----- DATA PROVIDED

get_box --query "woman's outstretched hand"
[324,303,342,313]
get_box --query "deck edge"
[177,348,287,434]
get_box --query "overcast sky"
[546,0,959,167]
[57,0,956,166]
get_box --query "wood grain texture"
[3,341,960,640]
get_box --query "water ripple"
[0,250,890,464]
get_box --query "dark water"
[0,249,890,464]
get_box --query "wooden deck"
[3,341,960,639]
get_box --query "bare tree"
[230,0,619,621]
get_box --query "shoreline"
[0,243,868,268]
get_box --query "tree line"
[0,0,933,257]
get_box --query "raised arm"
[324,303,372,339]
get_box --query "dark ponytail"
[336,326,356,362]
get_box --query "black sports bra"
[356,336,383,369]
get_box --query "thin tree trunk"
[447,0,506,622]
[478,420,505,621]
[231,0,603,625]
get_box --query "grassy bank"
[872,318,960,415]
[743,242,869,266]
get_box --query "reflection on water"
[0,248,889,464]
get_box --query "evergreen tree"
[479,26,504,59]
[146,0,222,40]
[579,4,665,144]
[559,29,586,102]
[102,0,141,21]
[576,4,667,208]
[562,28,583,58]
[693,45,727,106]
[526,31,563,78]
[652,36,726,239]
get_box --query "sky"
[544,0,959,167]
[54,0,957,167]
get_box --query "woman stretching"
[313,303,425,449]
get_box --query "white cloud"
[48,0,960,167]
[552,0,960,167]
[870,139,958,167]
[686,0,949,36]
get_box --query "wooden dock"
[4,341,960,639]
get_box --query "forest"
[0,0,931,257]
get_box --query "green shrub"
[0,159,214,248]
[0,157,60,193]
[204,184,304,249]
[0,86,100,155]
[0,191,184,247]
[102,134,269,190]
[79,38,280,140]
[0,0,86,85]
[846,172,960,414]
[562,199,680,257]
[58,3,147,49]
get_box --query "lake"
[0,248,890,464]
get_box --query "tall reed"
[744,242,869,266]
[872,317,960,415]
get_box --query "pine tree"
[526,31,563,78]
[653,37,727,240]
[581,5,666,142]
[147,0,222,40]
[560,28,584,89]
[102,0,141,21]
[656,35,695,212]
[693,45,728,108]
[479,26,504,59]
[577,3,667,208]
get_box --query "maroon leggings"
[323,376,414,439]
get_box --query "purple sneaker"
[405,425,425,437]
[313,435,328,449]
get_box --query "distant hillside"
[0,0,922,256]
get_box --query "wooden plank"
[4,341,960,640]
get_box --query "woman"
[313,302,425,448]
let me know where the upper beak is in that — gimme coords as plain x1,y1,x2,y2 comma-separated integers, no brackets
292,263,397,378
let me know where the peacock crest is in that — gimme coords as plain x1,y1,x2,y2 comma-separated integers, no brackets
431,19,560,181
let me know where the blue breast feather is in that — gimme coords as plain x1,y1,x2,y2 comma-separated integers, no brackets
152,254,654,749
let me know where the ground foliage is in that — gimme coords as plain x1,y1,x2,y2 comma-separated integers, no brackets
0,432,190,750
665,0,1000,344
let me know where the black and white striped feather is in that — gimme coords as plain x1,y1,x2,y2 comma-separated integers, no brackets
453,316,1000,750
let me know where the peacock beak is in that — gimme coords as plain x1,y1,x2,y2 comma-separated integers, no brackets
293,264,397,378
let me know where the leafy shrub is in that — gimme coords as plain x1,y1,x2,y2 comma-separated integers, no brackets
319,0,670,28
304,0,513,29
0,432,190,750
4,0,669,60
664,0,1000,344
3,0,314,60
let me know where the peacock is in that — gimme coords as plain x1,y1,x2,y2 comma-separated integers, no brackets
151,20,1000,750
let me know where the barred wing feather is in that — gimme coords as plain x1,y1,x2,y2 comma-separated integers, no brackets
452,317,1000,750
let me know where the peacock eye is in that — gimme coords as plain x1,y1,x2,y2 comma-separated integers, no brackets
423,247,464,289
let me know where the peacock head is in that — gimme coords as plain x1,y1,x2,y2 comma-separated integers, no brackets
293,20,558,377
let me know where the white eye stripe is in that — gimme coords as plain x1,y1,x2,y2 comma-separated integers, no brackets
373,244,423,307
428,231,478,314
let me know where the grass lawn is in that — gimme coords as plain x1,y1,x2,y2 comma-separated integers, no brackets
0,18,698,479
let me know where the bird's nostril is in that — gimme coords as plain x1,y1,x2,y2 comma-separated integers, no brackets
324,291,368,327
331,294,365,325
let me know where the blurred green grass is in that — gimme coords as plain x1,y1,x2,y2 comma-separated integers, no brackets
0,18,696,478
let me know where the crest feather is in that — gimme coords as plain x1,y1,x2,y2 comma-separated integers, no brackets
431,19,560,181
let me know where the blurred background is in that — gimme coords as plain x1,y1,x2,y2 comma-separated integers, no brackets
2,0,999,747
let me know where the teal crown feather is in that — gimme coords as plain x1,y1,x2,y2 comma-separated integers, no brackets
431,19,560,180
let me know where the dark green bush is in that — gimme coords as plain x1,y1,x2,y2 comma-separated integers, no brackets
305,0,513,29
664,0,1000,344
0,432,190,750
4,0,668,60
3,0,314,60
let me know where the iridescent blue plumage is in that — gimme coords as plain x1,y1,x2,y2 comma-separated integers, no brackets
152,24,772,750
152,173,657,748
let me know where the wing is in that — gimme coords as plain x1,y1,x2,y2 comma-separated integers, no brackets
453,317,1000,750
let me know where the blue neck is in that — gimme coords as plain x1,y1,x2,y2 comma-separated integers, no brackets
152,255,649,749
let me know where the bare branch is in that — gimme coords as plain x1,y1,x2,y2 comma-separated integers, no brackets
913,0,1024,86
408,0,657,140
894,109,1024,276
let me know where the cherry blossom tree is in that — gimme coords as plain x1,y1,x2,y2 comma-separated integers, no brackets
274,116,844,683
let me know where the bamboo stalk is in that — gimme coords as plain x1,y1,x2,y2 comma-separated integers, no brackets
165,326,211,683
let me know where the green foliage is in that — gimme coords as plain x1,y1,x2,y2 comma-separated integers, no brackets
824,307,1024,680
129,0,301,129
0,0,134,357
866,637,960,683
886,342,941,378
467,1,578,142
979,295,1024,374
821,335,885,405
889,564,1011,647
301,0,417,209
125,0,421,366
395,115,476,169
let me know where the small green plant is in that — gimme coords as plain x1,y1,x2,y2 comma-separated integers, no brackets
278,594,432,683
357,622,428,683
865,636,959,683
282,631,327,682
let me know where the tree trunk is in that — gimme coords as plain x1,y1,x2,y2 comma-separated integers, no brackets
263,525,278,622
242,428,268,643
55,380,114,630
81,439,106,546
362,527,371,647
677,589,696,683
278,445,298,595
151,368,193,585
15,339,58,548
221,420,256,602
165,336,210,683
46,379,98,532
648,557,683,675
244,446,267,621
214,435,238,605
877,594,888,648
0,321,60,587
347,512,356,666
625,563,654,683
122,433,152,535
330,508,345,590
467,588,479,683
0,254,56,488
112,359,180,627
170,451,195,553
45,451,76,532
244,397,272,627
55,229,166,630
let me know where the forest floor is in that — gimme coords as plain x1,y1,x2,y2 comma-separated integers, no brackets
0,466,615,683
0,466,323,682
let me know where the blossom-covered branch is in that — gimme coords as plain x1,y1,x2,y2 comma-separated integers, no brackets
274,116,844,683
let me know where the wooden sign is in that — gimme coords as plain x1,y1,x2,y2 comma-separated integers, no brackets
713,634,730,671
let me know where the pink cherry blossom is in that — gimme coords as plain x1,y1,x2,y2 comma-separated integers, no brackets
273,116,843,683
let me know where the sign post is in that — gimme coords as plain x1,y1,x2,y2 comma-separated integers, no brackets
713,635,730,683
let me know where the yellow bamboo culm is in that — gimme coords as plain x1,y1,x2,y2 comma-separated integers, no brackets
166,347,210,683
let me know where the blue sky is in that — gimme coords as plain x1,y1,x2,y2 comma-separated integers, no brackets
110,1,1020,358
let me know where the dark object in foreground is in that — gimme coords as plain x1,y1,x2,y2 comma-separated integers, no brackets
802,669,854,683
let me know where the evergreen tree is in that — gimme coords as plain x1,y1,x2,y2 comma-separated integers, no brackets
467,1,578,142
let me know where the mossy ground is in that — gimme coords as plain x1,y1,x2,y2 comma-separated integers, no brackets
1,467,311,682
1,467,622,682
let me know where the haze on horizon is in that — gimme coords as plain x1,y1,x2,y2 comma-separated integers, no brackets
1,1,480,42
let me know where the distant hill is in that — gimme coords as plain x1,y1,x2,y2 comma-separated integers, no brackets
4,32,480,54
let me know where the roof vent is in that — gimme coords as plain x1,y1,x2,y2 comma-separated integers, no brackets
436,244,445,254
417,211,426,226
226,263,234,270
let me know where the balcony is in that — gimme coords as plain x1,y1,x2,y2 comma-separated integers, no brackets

----------

→ PROBLEM REQUIREMENTS
With the line that contains "let me know where the blossom-covered" as your start, reproduce the data above exactly through its last line, and nothing before that start.

→ EXERCISE ANSWER
let me know where the blossom-covered branch is in that — gimme coords as plain x1,y1,x2,y2 comma-separated integers, no brackets
274,116,844,683
let me know where the wooden sign is in that — gimme coords as plain x1,y1,x2,y2 comma-separated integers, no brackets
713,634,730,671
let me know where the pink cherry blossom is in that — gimme coords as plain x1,y1,x2,y2 comma-separated integers, no brackets
273,116,843,683
let me know where the sign post is in that — gimme coords as plain x1,y1,x2,y2 comma-separated integers, no brackets
713,635,730,683
let me know where the yellow bamboo culm is in that — gimme coords as plain x1,y1,x2,y2 comma-separated integers, no brackets
166,347,210,683
let me know where the blue sky is in that — gimme coords as plain x1,y1,x2,y2 comma-separated integers, no brackets
110,1,1020,358
let me know where the dark object in foreground is in that — gimme coords as plain x1,y1,x2,y2 comma-separated integers, no brackets
802,669,854,683
let me know where the evergreen tree is in that — gimme coords as plain x1,y1,x2,y2 comma-separated integers, no brackets
467,1,578,142
let me know where the mossy ground is in that — gimme coords as plain x1,y1,x2,y2 comma-separated integers, no brackets
1,467,311,682
1,467,622,682
let me know where the haze on horizon is in that — gimme coords as plain x1,y1,x2,y2 comma-separated integers, no brackets
1,1,480,42
let me know where the distant hill is in that — gimme coords as plain x1,y1,x2,y2 comma-separated integers, no brackets
4,32,480,54
let me know where the roof vent is in that — gimme coords as plain x1,y1,x2,y2 comma-separated integers, no brackets
436,244,445,254
417,211,426,226
226,263,234,270
let me know where the balcony is in that — gimme coords as plain x1,y1,x2,y2 comma-separated integers, no brackets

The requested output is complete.